══ DATA FOR REVIEW ══

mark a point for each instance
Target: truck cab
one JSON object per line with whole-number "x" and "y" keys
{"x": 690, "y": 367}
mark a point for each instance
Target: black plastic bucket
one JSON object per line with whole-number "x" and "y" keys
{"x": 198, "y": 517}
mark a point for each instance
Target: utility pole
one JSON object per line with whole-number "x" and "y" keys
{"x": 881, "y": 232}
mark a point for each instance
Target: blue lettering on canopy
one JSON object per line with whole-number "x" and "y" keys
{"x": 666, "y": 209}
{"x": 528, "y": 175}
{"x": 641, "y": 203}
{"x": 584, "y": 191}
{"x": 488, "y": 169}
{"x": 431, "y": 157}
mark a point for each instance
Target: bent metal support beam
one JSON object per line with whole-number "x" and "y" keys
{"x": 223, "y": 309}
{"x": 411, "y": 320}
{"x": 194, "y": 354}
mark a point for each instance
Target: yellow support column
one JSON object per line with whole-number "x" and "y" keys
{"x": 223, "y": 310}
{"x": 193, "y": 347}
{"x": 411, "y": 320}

═══

EXERCISE BRIEF
Down to the last line, repeat the data exactly.

ANSWER TO THIS EXERCISE
mark a point for each instance
Target: truck cab
one JSON object per line with whole-number "x" and "y" keys
{"x": 690, "y": 367}
mark a point for each instance
Target: black plastic bucket
one JSON object per line with whole-number "x" and "y" keys
{"x": 198, "y": 517}
mark a point for each instance
Target: utility pole
one JSON object per line with whole-number "x" and "y" keys
{"x": 881, "y": 232}
mark a point for each instance
Target: blue lettering on canopy
one JSON object per line with whole-number "x" and "y" keys
{"x": 666, "y": 209}
{"x": 528, "y": 175}
{"x": 641, "y": 203}
{"x": 584, "y": 191}
{"x": 488, "y": 169}
{"x": 431, "y": 157}
mark a point for each instance
Target: bent metal support beam
one JSON object per line with whole-number "x" and "y" keys
{"x": 223, "y": 309}
{"x": 411, "y": 320}
{"x": 194, "y": 354}
mark a point for each instance
Target: yellow support column
one JSON object per line with whole-number "x" and "y" keys
{"x": 223, "y": 310}
{"x": 193, "y": 347}
{"x": 411, "y": 320}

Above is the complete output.